START SUPPLIED MATERIAL

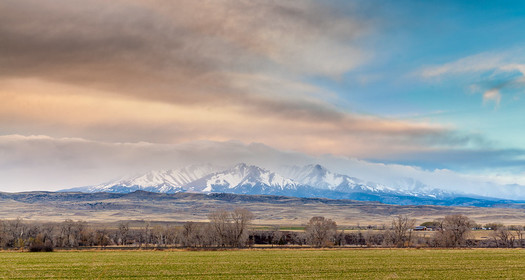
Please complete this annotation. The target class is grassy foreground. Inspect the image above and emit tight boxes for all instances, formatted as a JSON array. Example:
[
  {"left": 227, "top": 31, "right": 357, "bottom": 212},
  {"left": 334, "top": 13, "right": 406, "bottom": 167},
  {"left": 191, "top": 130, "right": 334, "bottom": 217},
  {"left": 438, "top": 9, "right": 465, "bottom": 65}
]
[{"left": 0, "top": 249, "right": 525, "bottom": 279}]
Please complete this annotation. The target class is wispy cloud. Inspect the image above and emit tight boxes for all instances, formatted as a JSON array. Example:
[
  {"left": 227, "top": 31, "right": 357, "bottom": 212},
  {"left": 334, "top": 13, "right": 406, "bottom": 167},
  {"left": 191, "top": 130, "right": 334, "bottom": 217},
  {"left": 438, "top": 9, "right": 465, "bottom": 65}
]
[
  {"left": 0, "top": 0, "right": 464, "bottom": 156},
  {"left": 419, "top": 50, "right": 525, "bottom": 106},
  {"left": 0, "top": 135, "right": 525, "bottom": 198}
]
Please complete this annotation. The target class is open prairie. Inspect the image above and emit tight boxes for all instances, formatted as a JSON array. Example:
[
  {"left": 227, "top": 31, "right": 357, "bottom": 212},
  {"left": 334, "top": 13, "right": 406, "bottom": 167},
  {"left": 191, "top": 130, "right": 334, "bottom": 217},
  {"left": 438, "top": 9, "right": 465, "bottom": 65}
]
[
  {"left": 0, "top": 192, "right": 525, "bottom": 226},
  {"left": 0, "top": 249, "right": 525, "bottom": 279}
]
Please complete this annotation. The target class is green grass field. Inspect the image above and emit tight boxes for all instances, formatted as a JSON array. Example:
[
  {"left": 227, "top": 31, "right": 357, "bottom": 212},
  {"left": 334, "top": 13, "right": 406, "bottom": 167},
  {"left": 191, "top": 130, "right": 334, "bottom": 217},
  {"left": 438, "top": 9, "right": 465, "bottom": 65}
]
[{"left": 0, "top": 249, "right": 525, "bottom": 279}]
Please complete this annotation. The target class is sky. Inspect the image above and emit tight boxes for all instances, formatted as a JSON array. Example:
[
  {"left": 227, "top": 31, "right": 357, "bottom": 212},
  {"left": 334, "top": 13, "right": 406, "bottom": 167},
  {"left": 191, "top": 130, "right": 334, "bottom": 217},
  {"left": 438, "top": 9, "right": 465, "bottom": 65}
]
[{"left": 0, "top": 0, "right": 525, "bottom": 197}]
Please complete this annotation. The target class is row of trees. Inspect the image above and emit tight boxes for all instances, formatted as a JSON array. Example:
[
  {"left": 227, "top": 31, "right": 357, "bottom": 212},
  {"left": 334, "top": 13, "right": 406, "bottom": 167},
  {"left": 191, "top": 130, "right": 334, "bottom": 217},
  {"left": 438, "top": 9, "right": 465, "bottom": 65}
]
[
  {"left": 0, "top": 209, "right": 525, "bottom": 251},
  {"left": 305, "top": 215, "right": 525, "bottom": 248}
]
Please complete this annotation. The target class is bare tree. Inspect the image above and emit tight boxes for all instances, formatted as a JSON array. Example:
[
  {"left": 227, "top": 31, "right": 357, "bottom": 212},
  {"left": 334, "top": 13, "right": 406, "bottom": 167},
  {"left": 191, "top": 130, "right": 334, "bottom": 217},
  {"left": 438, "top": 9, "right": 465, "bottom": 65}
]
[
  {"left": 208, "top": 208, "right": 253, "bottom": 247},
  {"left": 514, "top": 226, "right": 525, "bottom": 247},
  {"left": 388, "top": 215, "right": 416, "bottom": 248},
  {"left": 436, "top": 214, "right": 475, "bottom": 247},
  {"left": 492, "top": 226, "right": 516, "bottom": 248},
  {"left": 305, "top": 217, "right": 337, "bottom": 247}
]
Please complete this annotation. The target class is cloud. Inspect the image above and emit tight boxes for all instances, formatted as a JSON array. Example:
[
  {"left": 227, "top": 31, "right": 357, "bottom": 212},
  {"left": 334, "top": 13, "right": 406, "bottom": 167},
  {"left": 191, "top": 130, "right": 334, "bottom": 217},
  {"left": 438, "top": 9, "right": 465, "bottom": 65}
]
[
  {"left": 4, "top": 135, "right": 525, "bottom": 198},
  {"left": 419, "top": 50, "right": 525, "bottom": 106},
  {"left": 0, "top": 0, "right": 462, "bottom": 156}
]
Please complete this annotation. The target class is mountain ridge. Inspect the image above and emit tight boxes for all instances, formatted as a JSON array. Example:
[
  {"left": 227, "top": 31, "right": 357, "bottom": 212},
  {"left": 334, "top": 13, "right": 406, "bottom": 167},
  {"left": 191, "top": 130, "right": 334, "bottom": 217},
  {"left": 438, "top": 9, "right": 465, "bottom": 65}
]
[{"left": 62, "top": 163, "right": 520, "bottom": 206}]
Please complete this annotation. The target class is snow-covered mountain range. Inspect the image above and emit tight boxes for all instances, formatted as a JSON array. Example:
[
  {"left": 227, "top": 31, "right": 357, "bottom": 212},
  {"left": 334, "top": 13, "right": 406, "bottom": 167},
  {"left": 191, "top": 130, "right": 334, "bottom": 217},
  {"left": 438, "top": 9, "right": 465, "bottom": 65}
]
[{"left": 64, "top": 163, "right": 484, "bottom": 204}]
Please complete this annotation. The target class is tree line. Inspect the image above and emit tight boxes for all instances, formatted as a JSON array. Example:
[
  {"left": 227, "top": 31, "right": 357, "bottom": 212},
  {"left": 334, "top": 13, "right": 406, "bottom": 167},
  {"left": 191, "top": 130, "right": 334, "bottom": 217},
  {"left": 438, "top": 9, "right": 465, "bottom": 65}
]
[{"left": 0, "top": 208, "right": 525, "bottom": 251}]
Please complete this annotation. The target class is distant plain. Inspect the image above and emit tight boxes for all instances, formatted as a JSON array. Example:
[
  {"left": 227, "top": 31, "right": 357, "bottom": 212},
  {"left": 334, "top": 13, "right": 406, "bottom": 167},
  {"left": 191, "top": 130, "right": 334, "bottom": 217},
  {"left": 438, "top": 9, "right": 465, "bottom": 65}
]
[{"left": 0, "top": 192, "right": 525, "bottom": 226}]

END SUPPLIED MATERIAL
START SUPPLIED MATERIAL

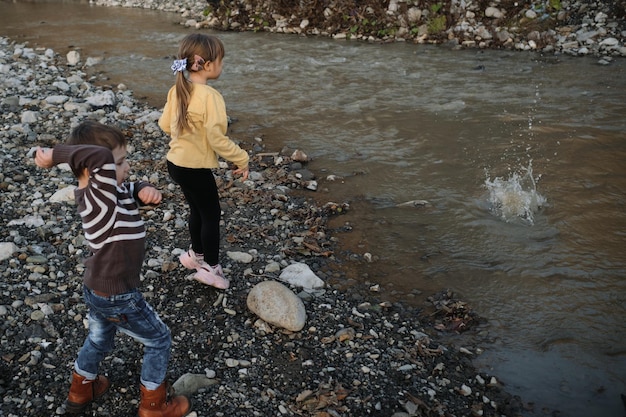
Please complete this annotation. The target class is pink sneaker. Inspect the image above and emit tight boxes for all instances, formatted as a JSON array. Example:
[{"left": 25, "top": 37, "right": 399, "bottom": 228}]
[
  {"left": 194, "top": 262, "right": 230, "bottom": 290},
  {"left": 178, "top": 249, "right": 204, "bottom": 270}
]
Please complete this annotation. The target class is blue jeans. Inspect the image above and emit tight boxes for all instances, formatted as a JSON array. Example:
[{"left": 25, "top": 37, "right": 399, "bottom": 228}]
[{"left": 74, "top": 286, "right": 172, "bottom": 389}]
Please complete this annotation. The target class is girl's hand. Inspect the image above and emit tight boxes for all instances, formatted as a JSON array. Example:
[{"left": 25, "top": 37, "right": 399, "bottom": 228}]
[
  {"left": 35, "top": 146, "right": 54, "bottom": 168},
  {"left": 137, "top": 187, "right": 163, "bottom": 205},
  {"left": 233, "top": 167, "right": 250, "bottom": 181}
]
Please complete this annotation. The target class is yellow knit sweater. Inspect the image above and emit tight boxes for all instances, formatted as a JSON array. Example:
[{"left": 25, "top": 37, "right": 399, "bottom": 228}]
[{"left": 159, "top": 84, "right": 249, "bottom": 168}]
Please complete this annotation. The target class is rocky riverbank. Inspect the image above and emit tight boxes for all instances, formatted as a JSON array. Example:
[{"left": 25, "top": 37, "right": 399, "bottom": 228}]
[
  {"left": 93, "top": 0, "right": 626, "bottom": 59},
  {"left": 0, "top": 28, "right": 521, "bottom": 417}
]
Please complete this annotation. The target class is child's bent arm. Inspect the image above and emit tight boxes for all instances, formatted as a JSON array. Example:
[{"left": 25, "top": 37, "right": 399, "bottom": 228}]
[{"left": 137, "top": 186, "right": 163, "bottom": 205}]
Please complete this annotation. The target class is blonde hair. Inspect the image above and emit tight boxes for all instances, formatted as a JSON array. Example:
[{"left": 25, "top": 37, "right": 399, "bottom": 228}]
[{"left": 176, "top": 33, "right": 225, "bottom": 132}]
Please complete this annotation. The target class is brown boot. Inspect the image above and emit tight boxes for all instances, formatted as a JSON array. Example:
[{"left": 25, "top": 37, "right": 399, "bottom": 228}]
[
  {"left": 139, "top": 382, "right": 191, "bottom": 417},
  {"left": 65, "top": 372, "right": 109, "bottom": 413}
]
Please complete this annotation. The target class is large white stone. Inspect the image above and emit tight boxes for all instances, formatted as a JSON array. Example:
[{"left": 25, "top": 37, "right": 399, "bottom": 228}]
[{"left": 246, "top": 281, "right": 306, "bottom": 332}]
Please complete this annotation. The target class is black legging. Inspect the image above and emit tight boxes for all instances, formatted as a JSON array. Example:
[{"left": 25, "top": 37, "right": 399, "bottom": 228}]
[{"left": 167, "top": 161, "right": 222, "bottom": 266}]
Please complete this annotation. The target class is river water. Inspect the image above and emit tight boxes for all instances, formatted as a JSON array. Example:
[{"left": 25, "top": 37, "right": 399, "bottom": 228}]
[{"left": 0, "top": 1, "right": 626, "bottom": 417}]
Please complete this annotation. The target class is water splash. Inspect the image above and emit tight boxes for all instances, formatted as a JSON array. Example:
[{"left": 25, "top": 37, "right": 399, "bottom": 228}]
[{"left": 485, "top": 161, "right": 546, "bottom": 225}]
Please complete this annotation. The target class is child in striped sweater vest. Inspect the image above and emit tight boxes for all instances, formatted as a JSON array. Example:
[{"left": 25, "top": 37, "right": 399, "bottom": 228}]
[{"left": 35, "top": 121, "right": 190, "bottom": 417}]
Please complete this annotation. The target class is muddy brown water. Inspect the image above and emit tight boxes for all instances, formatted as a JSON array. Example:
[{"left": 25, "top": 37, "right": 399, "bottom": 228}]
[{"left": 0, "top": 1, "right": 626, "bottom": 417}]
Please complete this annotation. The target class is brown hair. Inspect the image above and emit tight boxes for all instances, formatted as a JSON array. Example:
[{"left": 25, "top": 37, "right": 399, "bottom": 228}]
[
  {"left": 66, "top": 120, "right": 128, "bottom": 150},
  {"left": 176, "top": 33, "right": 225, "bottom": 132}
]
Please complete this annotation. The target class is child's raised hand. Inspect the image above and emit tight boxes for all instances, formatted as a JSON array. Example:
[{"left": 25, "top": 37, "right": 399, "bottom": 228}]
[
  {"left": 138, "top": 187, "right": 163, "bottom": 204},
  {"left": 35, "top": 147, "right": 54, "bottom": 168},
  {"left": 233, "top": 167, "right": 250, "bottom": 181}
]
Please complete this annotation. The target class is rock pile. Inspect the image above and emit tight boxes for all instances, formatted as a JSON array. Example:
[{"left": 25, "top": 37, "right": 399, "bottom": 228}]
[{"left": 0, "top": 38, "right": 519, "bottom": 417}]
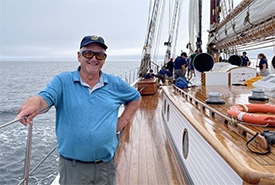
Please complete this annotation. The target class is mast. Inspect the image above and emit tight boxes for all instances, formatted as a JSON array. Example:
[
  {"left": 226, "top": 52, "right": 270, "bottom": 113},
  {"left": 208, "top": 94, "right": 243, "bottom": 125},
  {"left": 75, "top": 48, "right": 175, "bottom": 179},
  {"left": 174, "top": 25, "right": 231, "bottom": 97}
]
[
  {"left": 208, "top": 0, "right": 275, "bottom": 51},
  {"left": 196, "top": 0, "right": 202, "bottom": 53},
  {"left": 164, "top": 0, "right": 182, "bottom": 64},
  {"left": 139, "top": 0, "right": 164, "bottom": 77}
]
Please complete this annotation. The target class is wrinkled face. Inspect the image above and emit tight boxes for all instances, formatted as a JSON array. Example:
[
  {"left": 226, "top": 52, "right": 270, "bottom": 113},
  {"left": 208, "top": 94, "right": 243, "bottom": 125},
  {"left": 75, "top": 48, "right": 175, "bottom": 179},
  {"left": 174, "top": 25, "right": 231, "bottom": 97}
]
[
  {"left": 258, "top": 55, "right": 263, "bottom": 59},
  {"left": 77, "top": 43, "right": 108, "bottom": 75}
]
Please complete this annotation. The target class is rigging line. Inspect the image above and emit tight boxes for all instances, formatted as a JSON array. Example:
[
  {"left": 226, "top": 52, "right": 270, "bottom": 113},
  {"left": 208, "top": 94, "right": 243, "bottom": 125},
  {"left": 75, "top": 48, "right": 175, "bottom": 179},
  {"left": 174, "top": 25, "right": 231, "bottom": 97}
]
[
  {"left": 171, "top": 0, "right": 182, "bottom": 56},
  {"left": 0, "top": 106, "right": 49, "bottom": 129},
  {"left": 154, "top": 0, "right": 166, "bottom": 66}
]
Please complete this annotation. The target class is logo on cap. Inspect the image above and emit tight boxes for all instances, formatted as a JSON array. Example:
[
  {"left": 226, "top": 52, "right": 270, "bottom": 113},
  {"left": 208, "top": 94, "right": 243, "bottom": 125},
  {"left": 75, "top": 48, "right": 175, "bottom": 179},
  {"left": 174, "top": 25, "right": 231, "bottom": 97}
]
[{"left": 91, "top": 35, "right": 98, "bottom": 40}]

END SUPPLIED MATERIAL

> **PROBLEM REQUIREMENTS**
Pick out every line of the material above that contains the string "prairie", with case counting, and copy each of those lines.

> **EXERCISE RESULT**
Please complete this annotation. The target class is open prairie. Inspect the image above and emit tight boxes for all instances, formatted as a JSON array. Example:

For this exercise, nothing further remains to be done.